Challenge 1: In the forum thread on VPNs, how much per month does Windparadox say the ProtonVPN "plus" plan costs?

Text passage:
# Who uses VPN's? Do you think it's worth getting one? Why?



## Windparadox (Nov 6, 2018)

`
I've tried TOR (still have it) and using proxies but a VPN beats them all. Have been using them for years. Aside from from privacy, I look for strong point to point encryption. I use them on my PC. I like being able to get past blocks that governments throw up. I'm not a gamer as I much as I am one for transferring data via torrents.


----------



## Moonglow (Nov 6, 2018)

You need a flood of 411?


----------



## Windparadox (Nov 6, 2018)

Moonglow said:


> You need a flood of 411?


`
Not a flood.


----------



## Natural Citizen (Nov 6, 2018)

I use protonmail. They make a great vpn, too, I use it sometimes. Well, just good, not great.

So, proton vpn.

ProtonVPN: Secure and Free VPN service for protecting your privacy


----------



## Windparadox (Nov 6, 2018)

Natural Citizen said:


> I use protonmail. They make a great vpn, too, I use it sometimes. Well, just good, not great.So, proton vpn.ProtonVPN: Secure and Free VPN service for protecting your privacy


`
Free proton would not work for me, I'd need the "plus" ($8 a month) Personal wise, I don't do email anymore. Interesting though.


----------



## BlackFlag (Nov 6, 2018)

Challenge 2: Render the records as a Markdown table with the columns Row and Record line, starting at the line that contains "Doubt it, but someone swears the floodlight" and running through the final line of the records, both ends included. Leave out blank lines.

Stored data:
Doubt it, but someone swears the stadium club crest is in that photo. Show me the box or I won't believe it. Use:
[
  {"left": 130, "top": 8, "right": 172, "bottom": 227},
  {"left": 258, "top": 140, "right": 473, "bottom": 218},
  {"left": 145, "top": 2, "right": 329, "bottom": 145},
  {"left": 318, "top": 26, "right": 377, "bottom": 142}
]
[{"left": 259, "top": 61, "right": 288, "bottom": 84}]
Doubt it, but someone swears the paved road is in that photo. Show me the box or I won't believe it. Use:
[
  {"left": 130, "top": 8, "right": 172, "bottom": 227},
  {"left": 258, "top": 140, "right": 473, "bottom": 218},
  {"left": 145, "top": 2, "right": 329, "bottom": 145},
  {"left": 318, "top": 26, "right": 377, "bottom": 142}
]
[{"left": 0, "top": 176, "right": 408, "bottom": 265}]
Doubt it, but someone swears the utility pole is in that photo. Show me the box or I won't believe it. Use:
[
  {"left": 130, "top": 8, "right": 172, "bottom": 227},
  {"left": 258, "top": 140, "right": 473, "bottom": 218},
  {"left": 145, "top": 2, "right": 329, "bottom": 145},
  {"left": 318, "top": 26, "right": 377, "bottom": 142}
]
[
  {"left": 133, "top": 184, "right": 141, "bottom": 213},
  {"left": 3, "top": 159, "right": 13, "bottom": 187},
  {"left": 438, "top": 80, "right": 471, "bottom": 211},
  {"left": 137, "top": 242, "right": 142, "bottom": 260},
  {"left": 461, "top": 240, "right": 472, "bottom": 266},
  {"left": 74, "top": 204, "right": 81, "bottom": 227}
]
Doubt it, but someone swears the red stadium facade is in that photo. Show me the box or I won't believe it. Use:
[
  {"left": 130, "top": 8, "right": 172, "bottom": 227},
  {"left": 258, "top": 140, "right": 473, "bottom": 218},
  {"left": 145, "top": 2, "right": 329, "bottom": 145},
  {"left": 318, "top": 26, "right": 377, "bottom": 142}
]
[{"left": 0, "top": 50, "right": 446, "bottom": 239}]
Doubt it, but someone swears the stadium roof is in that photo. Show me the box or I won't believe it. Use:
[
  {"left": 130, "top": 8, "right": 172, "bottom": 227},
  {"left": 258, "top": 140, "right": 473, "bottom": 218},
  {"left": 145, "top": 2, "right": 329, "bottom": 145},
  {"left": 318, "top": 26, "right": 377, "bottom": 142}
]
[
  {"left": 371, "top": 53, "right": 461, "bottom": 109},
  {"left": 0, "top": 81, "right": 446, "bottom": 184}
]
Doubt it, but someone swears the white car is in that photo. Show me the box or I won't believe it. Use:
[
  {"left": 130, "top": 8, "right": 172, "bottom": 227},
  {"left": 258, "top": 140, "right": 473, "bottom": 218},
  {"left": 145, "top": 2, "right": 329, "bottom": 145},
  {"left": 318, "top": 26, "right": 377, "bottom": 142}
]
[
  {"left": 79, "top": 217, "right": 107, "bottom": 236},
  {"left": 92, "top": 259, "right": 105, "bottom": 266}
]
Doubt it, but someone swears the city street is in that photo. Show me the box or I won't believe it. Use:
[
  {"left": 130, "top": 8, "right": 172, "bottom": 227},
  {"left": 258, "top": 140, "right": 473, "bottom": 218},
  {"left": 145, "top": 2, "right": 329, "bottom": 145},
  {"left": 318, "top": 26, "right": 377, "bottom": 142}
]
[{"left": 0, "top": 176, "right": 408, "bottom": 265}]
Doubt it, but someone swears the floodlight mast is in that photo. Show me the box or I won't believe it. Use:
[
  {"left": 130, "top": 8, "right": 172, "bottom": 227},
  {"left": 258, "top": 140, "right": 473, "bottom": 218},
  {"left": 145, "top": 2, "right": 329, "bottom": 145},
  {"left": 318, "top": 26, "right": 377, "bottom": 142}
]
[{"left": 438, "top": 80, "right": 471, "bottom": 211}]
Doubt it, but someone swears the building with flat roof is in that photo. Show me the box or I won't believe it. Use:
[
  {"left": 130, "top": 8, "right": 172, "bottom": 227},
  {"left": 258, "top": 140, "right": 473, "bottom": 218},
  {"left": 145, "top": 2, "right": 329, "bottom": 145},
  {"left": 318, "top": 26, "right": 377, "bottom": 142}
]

Full output 1: $8 a month.

Full output 2:
| Row | Record line |
|---|---|
| 1 | Doubt it, but someone swears the floodlight mast is in that photo. Show me the box or I won't believe it. Use: |
| 2 | [ |
| 3 |   {"left": 130, "top": 8, "right": 172, "bottom": 227}, |
| 4 |   {"left": 258, "top": 140, "right": 473, "bottom": 218}, |
| 5 |   {"left": 145, "top": 2, "right": 329, "bottom": 145}, |
| 6 |   {"left": 318, "top": 26, "right": 377, "bottom": 142} |
| 7 | ] |
| 8 | [{"left": 438, "top": 80, "right": 471, "bottom": 211}] |
| 9 | Doubt it, but someone swears the building with flat roof is in that photo. Show me the box or I won't believe it. Use: |
| 10 | [ |
| 11 |   {"left": 130, "top": 8, "right": 172, "bottom": 227}, |
| 12 |   {"left": 258, "top": 140, "right": 473, "bottom": 218}, |
| 13 |   {"left": 145, "top": 2, "right": 329, "bottom": 145}, |
| 14 |   {"left": 318, "top": 26, "right": 377, "bottom": 142} |
| 15 | ] |